The task: Search the material below for the string "cloud" and extract each line that has it.

Provided entries:
=== Begin Enclosure ===
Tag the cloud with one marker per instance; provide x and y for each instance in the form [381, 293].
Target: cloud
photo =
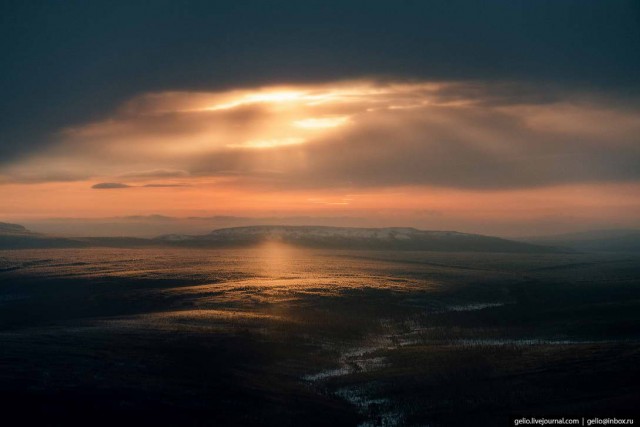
[359, 134]
[164, 185]
[109, 185]
[156, 173]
=== End Enclosure ===
Your response:
Tag the cloud with one marker per instance; provide x and y for each instance in the form [381, 293].
Target: cloud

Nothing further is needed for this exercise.